Le régime au pouvoir en Haïti essaie à nouveau de discréditer la Presse nationale, pour les informations relayées sur les manifestations antigouvernementales. En plus des gaz lacrymogènes, la Police Nationale a commencé à expérimenter une injection intraveineuse sur des étudiants qui réclament le départ du président du 26 novembre Jean-Bertrand Aristide. Mais, la détermination chez divers secteurs de la vie nationale tend à augmenter en intensité dans divers points du territoire du pays en vue d’aboutir au renvoi de l’actuel régime. Au moins cinq fonctionnaires lavalas se sont démis de leurs fonctions pour protester contre l’allure fasciste du régime.

LE SANG RISQUE DE COULER ENCORE

Par Ronald Colbert

Les gangs armés, protégés par le régime au pouvoir en Haïti, risquent de mettre le pays à feu et à sang pour permettre au président du 26 novembre 2000, Jean Bertrand Aristide, d’aller jusqu’au bout d’un mandat controversé de 5 ans, acquis avec la participation de moins de 5% de l’électorat.
* * * * * * * * *
**Liste des tâches**
• a. D'après le texte sur Haïti, pourquoi au moins cinq fonctionnaires lavalas ont-ils quitté leurs fonctions ? Répondez en une à trois phrases, s'il vous plaît.
• b. Restituez à l'identique le passage du texte sur Haïti compris entre « Par Ronald Colbert » et « 5% de l’électorat. », ces deux bornes incluses.
La liste qui suit n'est pas nécessaire.

**Données sources**
* * * * * * * * *
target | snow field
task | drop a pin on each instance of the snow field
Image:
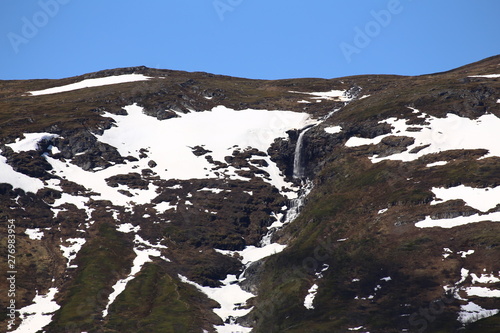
(103, 81)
* * * * * * * * *
**Réponses correctes**
• a. Ils se sont démis de leurs fonctions pour protester contre l'allure fasciste du régime au pouvoir en Haïti.

• b.
Par Ronald Colbert

Les gangs armés, protégés par le régime au pouvoir en Haïti, risquent de mettre le pays à feu et à sang pour permettre au président du 26 novembre 2000, Jean Bertrand Aristide, d’aller jusqu’au bout d’un mandat controversé de 5 ans, acquis avec la participation de moins de 5% de l’électorat.